■ Materials provided
========================
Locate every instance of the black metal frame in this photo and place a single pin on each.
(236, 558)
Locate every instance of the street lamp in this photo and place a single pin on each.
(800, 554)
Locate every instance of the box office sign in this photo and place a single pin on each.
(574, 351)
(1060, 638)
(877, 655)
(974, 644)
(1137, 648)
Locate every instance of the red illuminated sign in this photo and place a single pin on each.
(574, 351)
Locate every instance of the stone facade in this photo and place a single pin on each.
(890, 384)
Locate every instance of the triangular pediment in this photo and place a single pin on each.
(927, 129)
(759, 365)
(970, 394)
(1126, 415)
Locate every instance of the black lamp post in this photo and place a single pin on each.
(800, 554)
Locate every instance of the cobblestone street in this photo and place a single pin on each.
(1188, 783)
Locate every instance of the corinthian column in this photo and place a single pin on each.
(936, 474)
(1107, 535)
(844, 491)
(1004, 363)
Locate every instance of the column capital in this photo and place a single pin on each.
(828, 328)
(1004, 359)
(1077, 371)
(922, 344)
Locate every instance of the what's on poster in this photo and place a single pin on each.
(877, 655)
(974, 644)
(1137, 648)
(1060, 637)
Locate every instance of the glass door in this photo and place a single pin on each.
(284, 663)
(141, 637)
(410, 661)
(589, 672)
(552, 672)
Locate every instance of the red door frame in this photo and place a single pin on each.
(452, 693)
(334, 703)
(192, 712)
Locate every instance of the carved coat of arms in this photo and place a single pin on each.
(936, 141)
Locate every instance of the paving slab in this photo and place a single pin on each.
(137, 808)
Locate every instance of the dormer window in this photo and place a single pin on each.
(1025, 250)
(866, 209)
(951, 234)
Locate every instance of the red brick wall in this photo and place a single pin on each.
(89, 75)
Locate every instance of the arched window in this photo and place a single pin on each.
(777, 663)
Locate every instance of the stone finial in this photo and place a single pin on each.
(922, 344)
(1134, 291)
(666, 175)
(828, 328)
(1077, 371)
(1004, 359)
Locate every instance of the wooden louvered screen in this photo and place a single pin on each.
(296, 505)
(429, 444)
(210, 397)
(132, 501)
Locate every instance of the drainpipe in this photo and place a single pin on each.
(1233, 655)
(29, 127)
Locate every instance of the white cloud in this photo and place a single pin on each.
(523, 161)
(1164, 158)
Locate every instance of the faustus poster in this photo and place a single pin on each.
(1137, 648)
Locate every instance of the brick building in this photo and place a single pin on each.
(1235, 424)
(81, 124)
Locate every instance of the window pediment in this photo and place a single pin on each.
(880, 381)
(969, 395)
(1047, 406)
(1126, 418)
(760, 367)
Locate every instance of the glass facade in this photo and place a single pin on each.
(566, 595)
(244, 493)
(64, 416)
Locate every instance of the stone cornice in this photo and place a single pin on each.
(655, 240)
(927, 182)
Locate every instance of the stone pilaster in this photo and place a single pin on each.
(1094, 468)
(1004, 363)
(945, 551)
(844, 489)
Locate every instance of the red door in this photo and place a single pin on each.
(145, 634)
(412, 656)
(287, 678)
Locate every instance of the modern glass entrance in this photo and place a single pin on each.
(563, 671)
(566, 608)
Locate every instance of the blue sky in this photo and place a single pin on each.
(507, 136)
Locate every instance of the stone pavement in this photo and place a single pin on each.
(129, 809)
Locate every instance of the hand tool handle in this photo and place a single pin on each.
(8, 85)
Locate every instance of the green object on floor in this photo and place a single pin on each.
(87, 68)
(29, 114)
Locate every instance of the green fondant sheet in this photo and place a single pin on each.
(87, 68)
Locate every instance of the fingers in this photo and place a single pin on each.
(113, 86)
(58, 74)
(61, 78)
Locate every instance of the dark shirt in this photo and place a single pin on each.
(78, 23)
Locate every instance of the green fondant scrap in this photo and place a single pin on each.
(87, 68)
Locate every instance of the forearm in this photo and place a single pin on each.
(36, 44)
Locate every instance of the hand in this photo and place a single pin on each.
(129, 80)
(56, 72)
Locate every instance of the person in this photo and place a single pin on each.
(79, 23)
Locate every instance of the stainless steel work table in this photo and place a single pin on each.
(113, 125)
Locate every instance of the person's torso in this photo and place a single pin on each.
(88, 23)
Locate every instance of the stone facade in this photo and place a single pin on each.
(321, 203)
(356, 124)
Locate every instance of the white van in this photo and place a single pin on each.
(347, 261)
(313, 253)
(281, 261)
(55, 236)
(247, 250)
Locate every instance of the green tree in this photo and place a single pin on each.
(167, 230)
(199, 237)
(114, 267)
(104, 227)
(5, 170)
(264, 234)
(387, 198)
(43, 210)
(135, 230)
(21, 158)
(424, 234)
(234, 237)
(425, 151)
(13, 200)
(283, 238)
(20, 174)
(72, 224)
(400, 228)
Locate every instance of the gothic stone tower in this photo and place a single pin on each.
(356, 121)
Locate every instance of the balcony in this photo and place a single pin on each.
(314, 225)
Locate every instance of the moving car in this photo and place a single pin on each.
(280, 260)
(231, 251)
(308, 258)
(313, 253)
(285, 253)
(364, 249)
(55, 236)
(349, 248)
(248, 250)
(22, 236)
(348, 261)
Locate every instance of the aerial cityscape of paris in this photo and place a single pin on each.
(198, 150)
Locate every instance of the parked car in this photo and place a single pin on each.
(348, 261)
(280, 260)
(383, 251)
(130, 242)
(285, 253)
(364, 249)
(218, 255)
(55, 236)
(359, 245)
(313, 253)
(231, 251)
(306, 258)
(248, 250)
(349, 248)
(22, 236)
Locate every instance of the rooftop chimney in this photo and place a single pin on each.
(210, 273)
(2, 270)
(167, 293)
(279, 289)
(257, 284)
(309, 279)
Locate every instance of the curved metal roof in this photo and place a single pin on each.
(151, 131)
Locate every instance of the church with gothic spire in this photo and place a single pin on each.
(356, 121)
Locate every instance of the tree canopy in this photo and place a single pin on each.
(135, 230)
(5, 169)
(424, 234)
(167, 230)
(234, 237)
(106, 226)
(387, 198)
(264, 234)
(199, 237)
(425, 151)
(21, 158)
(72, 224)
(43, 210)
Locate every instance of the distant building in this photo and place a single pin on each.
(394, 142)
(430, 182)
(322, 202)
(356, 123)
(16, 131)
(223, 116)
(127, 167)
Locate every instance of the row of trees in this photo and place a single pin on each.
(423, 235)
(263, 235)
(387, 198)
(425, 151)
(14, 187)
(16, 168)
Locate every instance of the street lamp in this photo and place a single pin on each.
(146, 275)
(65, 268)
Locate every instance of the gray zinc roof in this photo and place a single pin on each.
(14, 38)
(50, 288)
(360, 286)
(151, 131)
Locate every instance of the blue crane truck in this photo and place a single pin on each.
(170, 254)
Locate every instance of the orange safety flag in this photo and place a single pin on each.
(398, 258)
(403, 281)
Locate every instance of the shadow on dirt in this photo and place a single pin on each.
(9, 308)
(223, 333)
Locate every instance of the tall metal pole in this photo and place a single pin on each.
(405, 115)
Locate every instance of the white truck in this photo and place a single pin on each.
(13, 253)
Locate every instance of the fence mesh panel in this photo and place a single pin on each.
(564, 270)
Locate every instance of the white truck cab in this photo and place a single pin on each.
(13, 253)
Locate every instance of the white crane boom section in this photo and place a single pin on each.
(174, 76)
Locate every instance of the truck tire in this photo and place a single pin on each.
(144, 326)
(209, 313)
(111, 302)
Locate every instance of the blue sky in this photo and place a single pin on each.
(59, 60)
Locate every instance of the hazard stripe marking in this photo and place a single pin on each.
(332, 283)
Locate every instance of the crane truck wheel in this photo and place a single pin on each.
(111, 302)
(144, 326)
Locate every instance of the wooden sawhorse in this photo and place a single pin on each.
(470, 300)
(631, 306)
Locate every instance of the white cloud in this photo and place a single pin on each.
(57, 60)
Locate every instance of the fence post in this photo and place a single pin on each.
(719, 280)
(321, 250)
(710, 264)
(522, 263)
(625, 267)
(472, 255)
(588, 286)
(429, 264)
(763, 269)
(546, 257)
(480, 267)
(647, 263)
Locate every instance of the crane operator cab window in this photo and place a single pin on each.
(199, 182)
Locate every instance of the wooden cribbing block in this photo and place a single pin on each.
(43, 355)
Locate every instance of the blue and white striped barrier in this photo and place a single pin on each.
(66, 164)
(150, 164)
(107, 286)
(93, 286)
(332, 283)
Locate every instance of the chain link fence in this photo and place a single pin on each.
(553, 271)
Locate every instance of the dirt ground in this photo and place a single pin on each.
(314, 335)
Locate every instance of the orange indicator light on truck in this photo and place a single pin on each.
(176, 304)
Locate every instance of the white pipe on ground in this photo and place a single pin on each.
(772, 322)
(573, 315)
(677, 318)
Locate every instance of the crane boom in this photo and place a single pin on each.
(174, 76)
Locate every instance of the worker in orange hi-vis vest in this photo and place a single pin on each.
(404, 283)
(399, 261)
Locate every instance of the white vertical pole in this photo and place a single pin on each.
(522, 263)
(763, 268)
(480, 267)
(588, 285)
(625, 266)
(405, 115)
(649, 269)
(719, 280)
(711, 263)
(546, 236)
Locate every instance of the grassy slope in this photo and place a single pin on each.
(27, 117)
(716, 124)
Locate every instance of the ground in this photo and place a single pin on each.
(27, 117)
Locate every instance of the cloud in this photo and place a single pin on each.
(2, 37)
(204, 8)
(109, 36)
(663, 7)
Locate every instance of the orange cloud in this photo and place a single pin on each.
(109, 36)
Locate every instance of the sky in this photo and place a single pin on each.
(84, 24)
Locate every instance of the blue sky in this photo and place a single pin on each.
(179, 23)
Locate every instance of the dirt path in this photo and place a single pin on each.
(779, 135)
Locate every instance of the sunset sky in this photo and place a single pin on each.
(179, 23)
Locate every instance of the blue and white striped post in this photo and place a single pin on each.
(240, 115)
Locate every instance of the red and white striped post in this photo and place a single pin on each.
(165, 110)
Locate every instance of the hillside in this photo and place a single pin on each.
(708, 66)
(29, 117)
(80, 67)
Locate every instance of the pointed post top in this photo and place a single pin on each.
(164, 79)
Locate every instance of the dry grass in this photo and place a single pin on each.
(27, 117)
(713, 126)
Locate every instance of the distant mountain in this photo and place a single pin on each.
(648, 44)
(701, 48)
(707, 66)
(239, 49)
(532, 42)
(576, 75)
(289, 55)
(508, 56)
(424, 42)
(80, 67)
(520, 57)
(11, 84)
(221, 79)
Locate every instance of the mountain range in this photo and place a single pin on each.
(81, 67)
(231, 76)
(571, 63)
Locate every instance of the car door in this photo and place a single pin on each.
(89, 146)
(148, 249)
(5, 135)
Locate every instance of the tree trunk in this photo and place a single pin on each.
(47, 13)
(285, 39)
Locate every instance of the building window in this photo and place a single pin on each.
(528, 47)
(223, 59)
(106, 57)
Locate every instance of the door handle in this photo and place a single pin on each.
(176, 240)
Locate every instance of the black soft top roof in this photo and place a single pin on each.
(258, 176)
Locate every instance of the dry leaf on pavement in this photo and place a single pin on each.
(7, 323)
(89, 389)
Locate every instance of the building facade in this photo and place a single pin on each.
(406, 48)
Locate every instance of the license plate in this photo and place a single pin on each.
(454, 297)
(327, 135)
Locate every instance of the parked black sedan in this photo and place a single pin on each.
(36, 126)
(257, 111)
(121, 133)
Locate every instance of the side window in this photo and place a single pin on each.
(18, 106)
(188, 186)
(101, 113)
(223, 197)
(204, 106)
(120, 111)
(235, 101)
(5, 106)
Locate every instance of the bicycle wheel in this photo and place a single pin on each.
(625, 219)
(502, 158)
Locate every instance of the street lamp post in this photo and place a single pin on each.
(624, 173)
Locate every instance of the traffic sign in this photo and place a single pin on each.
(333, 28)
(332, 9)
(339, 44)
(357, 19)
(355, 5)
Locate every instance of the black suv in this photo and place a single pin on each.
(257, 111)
========================
■ Exercise brief
Render as a Markdown table only the lines starting with the one containing "Locate every instance of the building window" and going on through the final line, with the columns Row (a running number) and Line; omit any blank lines.

■ Final result
| Row | Line |
|---|---|
| 1 | Locate every instance of the building window in this photo and place a single pin on each. |
| 2 | (528, 47) |
| 3 | (223, 59) |
| 4 | (106, 57) |
| 5 | Locate every instance of the door handle in this photo and place a single pin on each. |
| 6 | (176, 240) |
| 7 | Locate every instance of the black soft top roof in this photo and place a single pin on each. |
| 8 | (258, 176) |
| 9 | Locate every instance of the dry leaf on pavement in this photo and place a single pin on each. |
| 10 | (7, 323) |
| 11 | (89, 389) |
| 12 | Locate every instance of the building facade in this photo and place a single pin on each. |
| 13 | (406, 48) |
| 14 | Locate every instance of the license plate in this photo and place a single pin on each. |
| 15 | (454, 297) |
| 16 | (327, 135) |
| 17 | Locate every instance of the parked black sedan in this photo and place a single pin on each. |
| 18 | (36, 126) |
| 19 | (257, 111) |
| 20 | (121, 133) |
| 21 | Locate every instance of the side window in this photo and place a single pin on each. |
| 22 | (18, 106) |
| 23 | (188, 186) |
| 24 | (101, 113) |
| 25 | (223, 197) |
| 26 | (204, 106) |
| 27 | (120, 111) |
| 28 | (235, 101) |
| 29 | (5, 106) |
| 30 | Locate every instance of the bicycle wheel in this photo and place a single pin on each. |
| 31 | (625, 219) |
| 32 | (502, 158) |
| 33 | Locate every instance of the street lamp post in this photo and place a single pin on each. |
| 34 | (624, 173) |
| 35 | Locate every instance of the traffic sign in this photo and place a single pin on each. |
| 36 | (333, 28) |
| 37 | (332, 9) |
| 38 | (339, 44) |
| 39 | (357, 19) |
| 40 | (355, 5) |
| 41 | Locate every instance of the black suv in this photo and place a single pin on each. |
| 42 | (257, 111) |